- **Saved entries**
:::::

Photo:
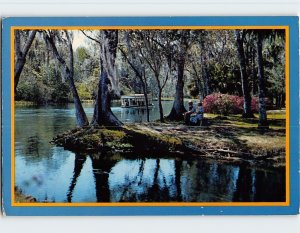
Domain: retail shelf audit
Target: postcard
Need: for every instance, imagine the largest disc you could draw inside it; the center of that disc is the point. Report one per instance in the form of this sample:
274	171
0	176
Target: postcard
150	116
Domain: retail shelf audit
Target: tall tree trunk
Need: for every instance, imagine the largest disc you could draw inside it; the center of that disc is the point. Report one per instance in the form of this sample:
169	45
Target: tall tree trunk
144	86
108	50
178	106
79	162
261	84
244	77
204	70
81	117
21	54
161	111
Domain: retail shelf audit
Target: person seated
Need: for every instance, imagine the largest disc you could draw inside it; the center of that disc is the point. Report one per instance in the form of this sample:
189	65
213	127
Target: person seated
187	115
198	116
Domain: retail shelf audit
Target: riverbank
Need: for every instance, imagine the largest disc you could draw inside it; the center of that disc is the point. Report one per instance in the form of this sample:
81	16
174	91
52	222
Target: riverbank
22	198
231	139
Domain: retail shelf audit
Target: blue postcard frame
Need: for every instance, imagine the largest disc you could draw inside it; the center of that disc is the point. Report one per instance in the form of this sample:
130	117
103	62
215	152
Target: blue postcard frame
291	208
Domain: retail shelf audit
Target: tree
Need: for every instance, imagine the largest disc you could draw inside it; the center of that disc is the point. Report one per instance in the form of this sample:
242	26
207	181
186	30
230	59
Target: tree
179	53
136	64
153	55
81	117
261	82
108	77
21	53
240	34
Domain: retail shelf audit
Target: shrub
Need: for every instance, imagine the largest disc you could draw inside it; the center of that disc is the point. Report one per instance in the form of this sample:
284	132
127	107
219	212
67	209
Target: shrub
224	104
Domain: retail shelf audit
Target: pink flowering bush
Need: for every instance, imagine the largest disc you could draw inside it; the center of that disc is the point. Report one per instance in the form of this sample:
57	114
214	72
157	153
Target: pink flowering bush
224	104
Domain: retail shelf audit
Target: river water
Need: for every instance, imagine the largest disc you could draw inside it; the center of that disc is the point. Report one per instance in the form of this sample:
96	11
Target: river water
51	173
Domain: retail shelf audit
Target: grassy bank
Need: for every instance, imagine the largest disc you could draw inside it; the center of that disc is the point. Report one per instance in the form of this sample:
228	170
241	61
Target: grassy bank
22	198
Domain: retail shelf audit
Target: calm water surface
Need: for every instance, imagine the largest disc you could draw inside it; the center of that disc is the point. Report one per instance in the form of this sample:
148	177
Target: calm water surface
51	173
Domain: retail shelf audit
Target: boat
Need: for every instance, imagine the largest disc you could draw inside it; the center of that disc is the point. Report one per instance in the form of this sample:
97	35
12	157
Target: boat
135	101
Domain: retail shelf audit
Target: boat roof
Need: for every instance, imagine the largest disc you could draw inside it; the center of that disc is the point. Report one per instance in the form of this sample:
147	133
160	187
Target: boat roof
133	96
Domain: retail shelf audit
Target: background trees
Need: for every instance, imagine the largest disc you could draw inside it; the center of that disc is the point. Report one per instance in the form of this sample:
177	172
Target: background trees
174	64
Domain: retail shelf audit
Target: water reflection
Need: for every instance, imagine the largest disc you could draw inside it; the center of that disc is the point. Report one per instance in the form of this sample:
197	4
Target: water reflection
51	173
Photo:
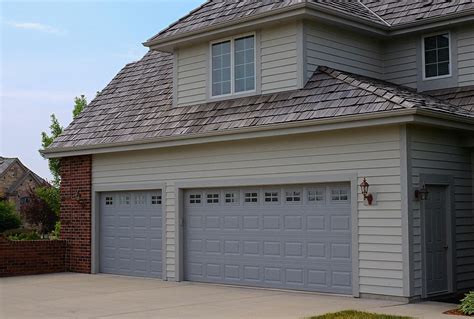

:::::

- **Your objective**
Copy out all the records exactly, excluding pictures.

- **Exercise answer**
Photo:
Domain: retail shelf audit
Target: postcard
Need: for every instance, imagine the largest disc you could draw inside it; the center of that disc is the point. Report one per instance in the form of this sample:
274	171
0	176
Target: postcard
150	116
Domain: retail shelf audit
Target: tall tree trunk
Need: for every instance, imagine the largest disc you could draw inside it; the center of that disc is the point. Report one per instance in the form of this sample:
169	45
Target: tall tree trunk
144	86
108	50
178	106
79	162
261	84
244	77
204	70
81	117
21	54
161	111
Domain: retail shelf audit
Target: person seated
Need: for every instance, imagine the largest disc you could draw inside it; the center of that disc is the point. Report one per instance in the form of this sample:
189	65
213	127
Target: person seated
187	115
198	116
Domain: retail shelf audit
Target: riverbank
Need: for every instance, imagine the largest disc you could draw inside it; the center of that disc is the point. Report one per instance in the form of this sample:
81	16
174	91
52	222
Target: riverbank
22	198
231	139
Domain: retail shelf audit
Target: blue postcard frame
Need: for every instance, imagine the largest disc you could draw inside it; the center of that disc is the point. Report one per instance in the form of this sample:
130	117
103	62
215	152
Target: blue postcard frame
291	208
Domain: retail shelf audit
Target: tree
Need: for every instance, imagine the largest disc you could draw inside it; the center of that disc is the point. Report one per instance in the form of this sample:
242	26
207	181
186	30
230	59
Target: tree
179	53
136	64
153	55
81	117
261	82
108	77
21	53
240	34
Domain: retail shelf audit
Target: shrub
Need: for every instance, imagine the largest disc you could draw inside it; the center of that disc is the point. Report one per instance in the form of this sample:
284	132
127	107
219	212
67	209
Target: shrub
224	104
Domain: retail shelf audit
Target: pink flowering bush
Need: for every instance, imagine the largest disc you could draw inside it; the center of that disc is the point. Report one per instance in the form of this sample:
57	114
214	72
157	153
Target: pink flowering bush
224	104
Domain: retail shelf audit
Target: river water
Need: for every instance, imagine the largest disc you could draw inside it; the center of that disc is the point. Report one per instance in the form of this sample:
96	11
Target: river water
51	173
Domain: retail shelf audit
Target: grassy bank
Need: for every instance, imagine the largest disc you could draw inside it; the center of that disc is the point. Report one per instance in the form of this sample:
228	170
241	61
Target: grassy bank
22	198
Domain: retail shelf audit
Target: calm water surface
Need: for every instance, imagine the largest disc you could draw inside it; the center of that disc is the point. Report one per instance in the form of this sample:
148	177
Target: calm water surface
51	173
Domain: retail shelf audit
Target: boat
Need: for every instance, imagine the largest disc you could draw inside it; the center of that disc is the point. Report one per instance in the form of this sample:
97	35
12	157
Target: boat
135	101
Domain: retail shelf audit
Target: boat roof
Need: for every instance, imagine the largest disc you could draw inside it; the center of that disc is the point. Report one per instance in the form of this sample:
147	133
160	187
Target: boat roof
133	96
Domain: retail shelf audit
Target: background trees
Need: for every instance, imagine the largest disc you could draw inside it; the center of that disc is the point. Report one per instance in the form of this sample:
177	172
Target: background trees
174	64
Domain: retail shelf audit
Target: water reflection
Need: for every instance, imagine the largest disc you could draw inside it; the center of that disc is the point. Report one per instance in the form of this sample:
197	4
Target: water reflection
51	173
Photo:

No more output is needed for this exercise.